• Goal of the exercise: Reproduce all of the items below, swapping every occurrence of "Kindly write" for "Please format" and leaving everything else unchanged.
====================
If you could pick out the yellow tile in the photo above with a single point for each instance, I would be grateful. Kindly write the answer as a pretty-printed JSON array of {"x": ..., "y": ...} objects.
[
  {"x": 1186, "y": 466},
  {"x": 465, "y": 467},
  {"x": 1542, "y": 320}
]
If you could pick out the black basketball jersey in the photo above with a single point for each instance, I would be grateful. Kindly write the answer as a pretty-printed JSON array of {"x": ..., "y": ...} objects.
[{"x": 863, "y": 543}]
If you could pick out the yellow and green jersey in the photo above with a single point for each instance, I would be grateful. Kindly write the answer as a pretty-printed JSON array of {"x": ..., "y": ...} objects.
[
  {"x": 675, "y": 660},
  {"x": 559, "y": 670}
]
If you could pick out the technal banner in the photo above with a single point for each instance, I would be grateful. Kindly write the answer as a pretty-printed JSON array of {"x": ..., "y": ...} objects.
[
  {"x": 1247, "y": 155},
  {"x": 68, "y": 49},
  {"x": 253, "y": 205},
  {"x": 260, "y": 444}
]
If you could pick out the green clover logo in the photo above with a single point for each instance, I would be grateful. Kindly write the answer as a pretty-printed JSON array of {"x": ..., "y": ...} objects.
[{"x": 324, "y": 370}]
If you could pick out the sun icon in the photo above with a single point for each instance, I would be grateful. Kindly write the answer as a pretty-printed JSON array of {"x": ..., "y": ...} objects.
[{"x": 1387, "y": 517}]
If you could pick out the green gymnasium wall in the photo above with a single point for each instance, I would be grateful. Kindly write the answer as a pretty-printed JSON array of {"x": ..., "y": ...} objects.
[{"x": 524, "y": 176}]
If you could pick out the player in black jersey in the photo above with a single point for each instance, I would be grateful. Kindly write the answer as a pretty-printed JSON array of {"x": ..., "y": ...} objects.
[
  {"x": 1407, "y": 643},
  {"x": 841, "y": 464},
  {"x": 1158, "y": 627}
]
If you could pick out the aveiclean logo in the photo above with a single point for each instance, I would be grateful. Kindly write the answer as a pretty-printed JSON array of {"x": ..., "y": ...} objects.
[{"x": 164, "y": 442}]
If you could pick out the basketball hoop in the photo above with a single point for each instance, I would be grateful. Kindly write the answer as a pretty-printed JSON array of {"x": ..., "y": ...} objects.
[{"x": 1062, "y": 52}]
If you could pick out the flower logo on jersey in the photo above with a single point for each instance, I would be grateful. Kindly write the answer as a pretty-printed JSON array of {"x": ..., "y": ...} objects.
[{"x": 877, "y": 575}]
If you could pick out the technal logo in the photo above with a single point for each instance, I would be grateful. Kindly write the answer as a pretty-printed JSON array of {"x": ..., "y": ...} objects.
====================
• Completed exercise:
If you could pick out the yellow tile in the photo above with a single point for each instance, I would be grateful. Please format the answer as a pretty-printed JSON array of {"x": ..., "y": ...} objects.
[
  {"x": 1186, "y": 466},
  {"x": 465, "y": 467},
  {"x": 1542, "y": 320}
]
If you could pick out the black basketball jersey in the photo above with a single point for each instance, I would be grateful. Please format the answer as a pretty-printed JSON array of {"x": ..., "y": ...} objects.
[{"x": 863, "y": 543}]
If you could pick out the yellow and green jersey in the photo above with a single point for each instance, I would be grateful. Please format the answer as a pretty-printed JSON array of {"x": ..., "y": ...} objects.
[
  {"x": 675, "y": 660},
  {"x": 559, "y": 670}
]
If you could pick out the technal banner in the photo above with a single point for each instance, I would be grateful. Please format the answer as a pretty-printed JSON array of {"x": ..., "y": ...} objects.
[
  {"x": 1247, "y": 155},
  {"x": 68, "y": 49},
  {"x": 253, "y": 205},
  {"x": 260, "y": 444}
]
If you could pick out the green clover logo in the photo above with a single point for each instance, I would be grateful. Please format the answer as a pretty-printed JSON array of {"x": ..., "y": ...} objects.
[{"x": 324, "y": 370}]
If you could pick out the sun icon in the photo above with a single point for each instance, I would be grateful. Please format the answer as a pretty-printed JSON array of {"x": ..., "y": ...} objects.
[{"x": 1387, "y": 517}]
If you could pick out the green gymnasium wall in the photo above with a single point for each instance, I would be grateful. Please format the answer as a pretty-printed JSON array of {"x": ..., "y": ...} objects.
[{"x": 524, "y": 176}]
If you could pick out the player in black jersey in the photo above with a single point for each instance, I would be grateful. Please format the answer as a pretty-printed JSON array of {"x": ..., "y": ...} objects.
[
  {"x": 1407, "y": 643},
  {"x": 841, "y": 464},
  {"x": 1158, "y": 627}
]
If you could pick out the aveiclean logo in the photo above with a single point for each instance, I would be grateful. Please format the answer as a pretty-printed JSON array of {"x": ..., "y": ...} objects.
[{"x": 164, "y": 442}]
If you could pick out the basketball hoop in the photo above with a single point for each instance, I would be grateful. Please format the answer as a pretty-printed JSON array of {"x": ..., "y": ...} objects.
[{"x": 1062, "y": 52}]
If you could pick out the flower logo on jersey in the photo above with a single point for each instance, I would be grateful. Please format the answer as a pretty-printed JSON array of {"x": ..., "y": ...} objects.
[{"x": 877, "y": 575}]
If you could pick out the technal logo in the photo above with a single point for each instance, I would be grateful. Please format the answer as a pretty-printed JSON array of {"x": ..., "y": ...} objects.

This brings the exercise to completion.